RECORD LIST:
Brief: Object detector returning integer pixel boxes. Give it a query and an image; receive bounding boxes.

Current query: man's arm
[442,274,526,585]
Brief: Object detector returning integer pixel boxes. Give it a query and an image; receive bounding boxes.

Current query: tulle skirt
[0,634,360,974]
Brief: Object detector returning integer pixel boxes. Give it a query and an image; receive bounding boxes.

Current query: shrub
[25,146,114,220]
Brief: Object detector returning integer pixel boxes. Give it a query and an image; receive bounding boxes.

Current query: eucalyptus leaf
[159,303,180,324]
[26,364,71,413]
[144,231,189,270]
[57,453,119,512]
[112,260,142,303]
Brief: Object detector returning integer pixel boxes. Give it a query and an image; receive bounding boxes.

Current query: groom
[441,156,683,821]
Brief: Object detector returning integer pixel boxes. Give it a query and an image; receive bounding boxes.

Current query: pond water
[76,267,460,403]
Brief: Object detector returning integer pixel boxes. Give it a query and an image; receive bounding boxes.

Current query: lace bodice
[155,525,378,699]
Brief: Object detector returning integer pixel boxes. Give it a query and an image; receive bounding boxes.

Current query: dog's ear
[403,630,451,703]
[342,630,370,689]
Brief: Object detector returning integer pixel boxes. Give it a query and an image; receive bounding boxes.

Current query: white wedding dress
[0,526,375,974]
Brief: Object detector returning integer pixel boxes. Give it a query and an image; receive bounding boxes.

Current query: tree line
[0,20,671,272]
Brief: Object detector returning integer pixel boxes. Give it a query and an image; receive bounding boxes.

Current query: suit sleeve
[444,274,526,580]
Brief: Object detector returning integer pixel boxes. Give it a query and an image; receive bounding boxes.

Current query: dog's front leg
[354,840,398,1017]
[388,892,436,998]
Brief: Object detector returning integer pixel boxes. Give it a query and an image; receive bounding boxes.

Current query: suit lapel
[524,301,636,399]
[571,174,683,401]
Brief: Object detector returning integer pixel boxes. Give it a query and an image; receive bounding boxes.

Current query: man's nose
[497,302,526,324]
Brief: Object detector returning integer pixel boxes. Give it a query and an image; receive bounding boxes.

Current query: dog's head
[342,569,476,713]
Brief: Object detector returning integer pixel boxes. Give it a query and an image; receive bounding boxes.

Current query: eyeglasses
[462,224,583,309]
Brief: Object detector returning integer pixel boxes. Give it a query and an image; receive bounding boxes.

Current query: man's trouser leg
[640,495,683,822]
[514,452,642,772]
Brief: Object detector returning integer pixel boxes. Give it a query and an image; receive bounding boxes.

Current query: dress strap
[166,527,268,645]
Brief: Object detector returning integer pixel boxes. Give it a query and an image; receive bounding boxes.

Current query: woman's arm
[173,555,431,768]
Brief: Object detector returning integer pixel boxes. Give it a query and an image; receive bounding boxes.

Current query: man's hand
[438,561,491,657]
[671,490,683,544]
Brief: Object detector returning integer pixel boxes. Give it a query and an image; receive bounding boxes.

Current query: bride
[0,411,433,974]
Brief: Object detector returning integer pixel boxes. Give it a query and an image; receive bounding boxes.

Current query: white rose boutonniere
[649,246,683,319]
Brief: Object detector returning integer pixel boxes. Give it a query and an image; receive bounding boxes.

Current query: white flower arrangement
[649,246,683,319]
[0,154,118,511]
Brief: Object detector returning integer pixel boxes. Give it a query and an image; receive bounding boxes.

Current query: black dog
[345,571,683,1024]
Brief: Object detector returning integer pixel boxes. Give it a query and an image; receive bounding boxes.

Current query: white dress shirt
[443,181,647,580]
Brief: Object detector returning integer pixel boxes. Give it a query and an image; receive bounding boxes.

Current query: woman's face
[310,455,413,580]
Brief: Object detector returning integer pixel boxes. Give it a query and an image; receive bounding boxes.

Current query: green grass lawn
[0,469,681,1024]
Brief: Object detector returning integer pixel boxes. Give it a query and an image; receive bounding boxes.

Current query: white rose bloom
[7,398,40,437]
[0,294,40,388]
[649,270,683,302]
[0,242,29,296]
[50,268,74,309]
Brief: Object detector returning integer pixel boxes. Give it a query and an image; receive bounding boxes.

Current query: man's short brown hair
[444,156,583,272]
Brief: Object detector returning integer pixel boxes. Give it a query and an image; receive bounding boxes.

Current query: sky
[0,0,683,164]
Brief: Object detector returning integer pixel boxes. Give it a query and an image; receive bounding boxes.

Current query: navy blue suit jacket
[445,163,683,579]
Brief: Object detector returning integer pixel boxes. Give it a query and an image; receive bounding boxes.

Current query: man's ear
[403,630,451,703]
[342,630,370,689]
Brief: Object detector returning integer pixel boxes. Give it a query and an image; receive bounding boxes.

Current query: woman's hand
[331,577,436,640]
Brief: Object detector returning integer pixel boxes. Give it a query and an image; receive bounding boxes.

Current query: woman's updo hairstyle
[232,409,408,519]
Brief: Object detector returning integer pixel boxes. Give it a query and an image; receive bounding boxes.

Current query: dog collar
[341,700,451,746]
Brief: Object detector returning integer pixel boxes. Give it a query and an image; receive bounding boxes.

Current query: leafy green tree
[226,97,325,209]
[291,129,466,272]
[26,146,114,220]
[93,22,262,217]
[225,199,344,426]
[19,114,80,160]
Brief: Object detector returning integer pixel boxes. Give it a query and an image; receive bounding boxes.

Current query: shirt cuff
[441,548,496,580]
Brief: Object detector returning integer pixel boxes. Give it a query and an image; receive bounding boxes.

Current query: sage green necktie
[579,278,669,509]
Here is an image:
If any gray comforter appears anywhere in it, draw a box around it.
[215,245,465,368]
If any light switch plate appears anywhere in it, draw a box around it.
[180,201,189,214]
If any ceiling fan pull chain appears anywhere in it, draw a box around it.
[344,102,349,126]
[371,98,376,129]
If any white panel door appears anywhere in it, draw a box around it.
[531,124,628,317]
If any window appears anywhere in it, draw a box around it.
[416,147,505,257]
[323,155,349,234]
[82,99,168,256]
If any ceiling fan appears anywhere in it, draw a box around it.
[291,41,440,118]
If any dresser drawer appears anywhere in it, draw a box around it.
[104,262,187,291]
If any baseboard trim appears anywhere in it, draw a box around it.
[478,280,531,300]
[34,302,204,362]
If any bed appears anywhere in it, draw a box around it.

STATED TASK: Please put the lines into a JSON list of strings, starting with the first line and going on through the line with "[0,526,375,974]", both included. Use one string per line and leave out blank lines.

RESULT OF THIS EXERCISE:
[
  "Brief: Object detector returning integer pixel boxes. Give it a query and an image; receive bounding boxes.",
  "Current query: man's arm",
  "[442,274,526,585]",
  "Brief: Object detector returning integer pixel boxes. Give it a query and an image; receive bounding boxes.",
  "Current query: tulle skirt",
  "[0,634,360,974]",
  "Brief: Object detector returning integer pixel boxes. Give it a query and an image; receive bounding boxes.",
  "Current query: shrub",
  "[25,146,114,220]",
  "Brief: Object detector returning integer pixel boxes. Give it a query and an image; receive bounding boxes.",
  "Current query: eucalyptus leaf",
  "[159,303,180,324]",
  "[26,364,71,413]",
  "[144,231,189,270]",
  "[57,453,119,512]",
  "[112,260,142,303]",
  "Brief: Object detector returning integer pixel boxes. Give it a query and an image; receive bounding boxes.",
  "Current query: groom",
  "[441,156,683,821]",
  "Brief: Object detector returning integer pixel boxes. Give it a query and an image; receive bounding boxes.",
  "Current query: pond water",
  "[76,267,460,403]",
  "Brief: Object detector returning integer pixel boxes. Give it a query and an image; receive bounding boxes.",
  "Current query: lace bodice",
  "[155,525,378,699]",
  "Brief: Object detector returning integer pixel boxes. Give it a query and an image; receive bounding boxes.",
  "Current query: dog's ear",
  "[403,630,451,703]",
  "[342,630,370,689]",
  "Brief: Object detector returning integer pixel boxes. Give it a query and an image; receive bounding boxes.",
  "Current query: white wedding dress",
  "[0,526,375,974]"
]